## Goal A
State how many lines of the records contain the word "hook".
+++ Document excerpt
Joseph E. Meany,^a Steven P. Kelley,^a Robert M. Metzger,^a Robin D. Rogers ^b and Stephen A. Woski ^a ^*

^aDepartment of Chemistry, The University of Alabama, Box 870336, Tuscaloosa, AL 35487-0336, USA, and ^bDepartment of Chemistry, McGill University, 801 Sherbrooke St. West, Montreal, Quebec, Canada, H3A 0B8
^*Correspondence e-mail: swoski@ua.edu

Edited by W. T. A. Harrison, University of Aberdeen, Scotland (Received 25 September 2015; accepted 28 October 2015; online 4 November 2015)

In the title compound, C₁₄H₁₀Br₂O₄, the dihedral angle between the aromatic rings is 67.29 (19)°. Both methoxy-group C atoms lie close to the plane of their attached ring [deviations = −0.130 (4) and 0.005 (5) Å]. In the crystal, molecules pack in a centrosymmetric fashion and interact via a mixture of weak π–π stacking interactions [centroid–centoid separations = 4.044 (2) and 4.063 (3) Å], weak C—H⋯O hydrogen bonding, and Br⋯Br halogen bonding. This induces a geometry quite different than that predicted by theory.

Keywords: crystal structure; molecular rectifier; hemibiquinone; π–π stacking interactions; hydrogen bonding; Br⋯Br halogen bonding.

CCDC reference: 1433845

1. Chemical context

Biphenyl derivatives have recently been investigated as conductors for single molecule electronic systems (Venkataraman et al., 2006 ). Researchers have shown that as the equilibrium twist angle θ between the two rings increases, conduction through the molecule decreases as cos ²(θ). This effect is rationalized as a loss of overlap between two π systems. Interrupting conjugation is a prerequisite for the design of unimolecular rectifiers (Aviram & Ratner, 1974 ). Biphenyl derivatives with one electron-rich and one electron-deficient ring may be able to bias the direction of electron flow through the molecule, thus acting as a molecular diode. To this end we propose a dimethoxybenzene-quinone structure (`hemibiquinone', HBQ) as a potential unimolecular device. The asymmetric biphenyl structure should allow for high conductivity through each of the rings, while the dihedral angle between the two rings decreases orbital overlap and allows for partial isolation of the electron-rich donor and electron-poor acceptor moieties.

Two HBQ structures have been previously reported by Taylor et al. (2007 ) and Zeng & Becker (2004 ). The molecule described herein is unique in that it possesses bromine substituents on each ring (Fig. 1). The distal halogens allow for high synthetic versatility: these groups can be elaborated sequentially with functional groups to allow deposition in a predictable manner onto a variety of substrates. Originally this molecule was proposed by Love et al. (2009 ) as an impurity in the synthesis of 4,4′-dibromodiquinone; however, characterization of this compound was not reported. We have developed a selective synthesis for this hemibiquinone that is scalable to gram quantities.
++++++
## Goal B
According to the crystal structure excerpt, who originally proposed the title molecule, and in what role?
+++ Provided records
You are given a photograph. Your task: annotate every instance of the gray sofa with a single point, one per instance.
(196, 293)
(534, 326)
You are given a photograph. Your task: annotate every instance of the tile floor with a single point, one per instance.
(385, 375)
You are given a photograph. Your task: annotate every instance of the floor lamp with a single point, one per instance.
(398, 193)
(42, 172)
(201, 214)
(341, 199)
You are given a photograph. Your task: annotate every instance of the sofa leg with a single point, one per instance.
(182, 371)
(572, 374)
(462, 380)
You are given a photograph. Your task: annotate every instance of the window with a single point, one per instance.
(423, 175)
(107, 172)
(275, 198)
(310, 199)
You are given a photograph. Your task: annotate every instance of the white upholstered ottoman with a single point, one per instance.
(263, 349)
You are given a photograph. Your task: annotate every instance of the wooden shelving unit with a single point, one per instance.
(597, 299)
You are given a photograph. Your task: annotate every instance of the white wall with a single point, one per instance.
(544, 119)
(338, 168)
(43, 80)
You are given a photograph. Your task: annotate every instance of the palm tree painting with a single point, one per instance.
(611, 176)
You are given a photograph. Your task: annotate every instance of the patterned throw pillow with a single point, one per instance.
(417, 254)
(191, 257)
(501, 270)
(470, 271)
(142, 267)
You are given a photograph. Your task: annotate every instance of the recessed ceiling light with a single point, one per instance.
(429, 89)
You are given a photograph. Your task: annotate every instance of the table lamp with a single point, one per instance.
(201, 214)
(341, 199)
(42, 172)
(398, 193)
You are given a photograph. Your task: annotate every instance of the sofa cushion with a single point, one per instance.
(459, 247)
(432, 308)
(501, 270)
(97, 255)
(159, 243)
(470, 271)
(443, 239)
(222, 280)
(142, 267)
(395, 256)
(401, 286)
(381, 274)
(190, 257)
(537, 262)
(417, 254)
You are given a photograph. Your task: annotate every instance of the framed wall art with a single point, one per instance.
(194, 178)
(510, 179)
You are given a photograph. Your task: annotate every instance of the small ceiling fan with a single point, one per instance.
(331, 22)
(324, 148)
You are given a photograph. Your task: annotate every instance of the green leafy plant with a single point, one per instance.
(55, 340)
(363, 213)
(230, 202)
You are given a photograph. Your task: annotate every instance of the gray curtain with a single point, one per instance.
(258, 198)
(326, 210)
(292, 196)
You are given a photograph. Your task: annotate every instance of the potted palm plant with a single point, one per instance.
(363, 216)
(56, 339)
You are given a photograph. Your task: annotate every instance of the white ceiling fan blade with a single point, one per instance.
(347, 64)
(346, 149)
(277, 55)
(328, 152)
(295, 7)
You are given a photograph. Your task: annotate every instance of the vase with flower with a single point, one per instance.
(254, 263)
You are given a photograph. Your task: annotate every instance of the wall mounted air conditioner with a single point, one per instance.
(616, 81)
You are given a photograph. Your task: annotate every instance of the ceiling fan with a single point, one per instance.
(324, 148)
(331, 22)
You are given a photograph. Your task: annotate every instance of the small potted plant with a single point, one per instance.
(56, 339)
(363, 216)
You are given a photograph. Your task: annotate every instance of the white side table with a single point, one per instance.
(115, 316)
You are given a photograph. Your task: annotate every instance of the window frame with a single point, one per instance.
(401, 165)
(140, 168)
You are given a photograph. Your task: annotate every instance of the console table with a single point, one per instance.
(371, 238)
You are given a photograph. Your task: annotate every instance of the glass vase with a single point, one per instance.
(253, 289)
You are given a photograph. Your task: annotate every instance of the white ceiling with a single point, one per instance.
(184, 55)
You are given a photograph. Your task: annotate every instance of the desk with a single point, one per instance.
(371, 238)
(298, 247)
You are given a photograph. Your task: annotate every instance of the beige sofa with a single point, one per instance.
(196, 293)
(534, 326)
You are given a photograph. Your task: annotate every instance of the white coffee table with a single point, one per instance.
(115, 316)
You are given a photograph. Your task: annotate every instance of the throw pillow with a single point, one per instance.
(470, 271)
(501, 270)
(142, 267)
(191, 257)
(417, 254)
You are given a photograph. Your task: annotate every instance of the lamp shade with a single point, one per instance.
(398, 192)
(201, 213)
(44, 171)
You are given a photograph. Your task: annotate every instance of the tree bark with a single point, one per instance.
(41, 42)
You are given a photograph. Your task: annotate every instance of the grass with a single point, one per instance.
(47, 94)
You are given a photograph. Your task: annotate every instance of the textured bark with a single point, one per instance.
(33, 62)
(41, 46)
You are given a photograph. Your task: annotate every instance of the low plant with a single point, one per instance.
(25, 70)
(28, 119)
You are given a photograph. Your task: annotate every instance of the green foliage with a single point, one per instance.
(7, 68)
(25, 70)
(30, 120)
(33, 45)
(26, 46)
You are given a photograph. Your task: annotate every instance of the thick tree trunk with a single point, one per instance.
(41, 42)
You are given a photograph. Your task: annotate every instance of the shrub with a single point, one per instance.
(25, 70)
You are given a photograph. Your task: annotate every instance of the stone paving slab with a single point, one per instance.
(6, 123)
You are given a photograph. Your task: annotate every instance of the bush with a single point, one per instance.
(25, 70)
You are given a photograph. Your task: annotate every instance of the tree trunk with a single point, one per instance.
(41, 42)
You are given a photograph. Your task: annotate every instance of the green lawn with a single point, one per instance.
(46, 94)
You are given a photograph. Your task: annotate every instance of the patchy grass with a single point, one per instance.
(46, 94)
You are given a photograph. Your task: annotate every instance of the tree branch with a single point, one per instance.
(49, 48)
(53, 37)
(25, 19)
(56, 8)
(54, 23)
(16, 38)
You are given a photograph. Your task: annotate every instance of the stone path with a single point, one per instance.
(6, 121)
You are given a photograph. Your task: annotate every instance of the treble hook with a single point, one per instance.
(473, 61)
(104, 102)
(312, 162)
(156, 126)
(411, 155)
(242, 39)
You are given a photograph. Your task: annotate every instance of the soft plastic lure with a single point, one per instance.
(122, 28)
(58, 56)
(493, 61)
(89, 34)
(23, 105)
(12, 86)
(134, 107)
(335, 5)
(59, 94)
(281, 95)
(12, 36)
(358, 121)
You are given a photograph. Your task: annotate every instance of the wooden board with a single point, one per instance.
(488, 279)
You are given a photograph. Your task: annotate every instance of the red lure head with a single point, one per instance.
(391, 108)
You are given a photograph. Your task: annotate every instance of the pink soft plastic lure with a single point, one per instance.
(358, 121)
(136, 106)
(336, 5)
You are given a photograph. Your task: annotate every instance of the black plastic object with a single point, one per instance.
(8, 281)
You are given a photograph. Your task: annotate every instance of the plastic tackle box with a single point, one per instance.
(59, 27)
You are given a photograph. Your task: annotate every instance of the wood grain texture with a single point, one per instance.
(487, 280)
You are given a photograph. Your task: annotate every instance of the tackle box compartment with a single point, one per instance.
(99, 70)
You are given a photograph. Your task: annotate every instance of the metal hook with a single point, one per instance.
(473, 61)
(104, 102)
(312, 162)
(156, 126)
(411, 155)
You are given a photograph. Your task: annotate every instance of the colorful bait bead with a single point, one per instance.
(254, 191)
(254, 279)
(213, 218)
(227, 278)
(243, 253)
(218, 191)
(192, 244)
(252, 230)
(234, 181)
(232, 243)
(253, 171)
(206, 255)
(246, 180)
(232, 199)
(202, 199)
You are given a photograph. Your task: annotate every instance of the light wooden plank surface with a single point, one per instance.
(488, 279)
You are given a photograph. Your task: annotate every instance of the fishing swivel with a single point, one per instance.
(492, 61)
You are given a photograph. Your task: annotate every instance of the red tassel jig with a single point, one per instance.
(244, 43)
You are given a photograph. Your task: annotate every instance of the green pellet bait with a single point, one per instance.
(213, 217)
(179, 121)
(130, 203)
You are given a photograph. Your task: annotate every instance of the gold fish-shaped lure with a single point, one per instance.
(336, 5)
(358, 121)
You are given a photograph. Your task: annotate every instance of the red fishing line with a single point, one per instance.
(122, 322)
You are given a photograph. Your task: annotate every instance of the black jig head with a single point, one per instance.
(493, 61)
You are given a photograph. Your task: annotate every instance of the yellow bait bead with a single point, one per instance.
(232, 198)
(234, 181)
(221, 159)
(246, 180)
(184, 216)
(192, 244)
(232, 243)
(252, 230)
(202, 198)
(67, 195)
++++++
## Full output A
2

## Full output B
Love et al. (2009) proposed it as an impurity in the synthesis of 4,4′-dibromodiquinone.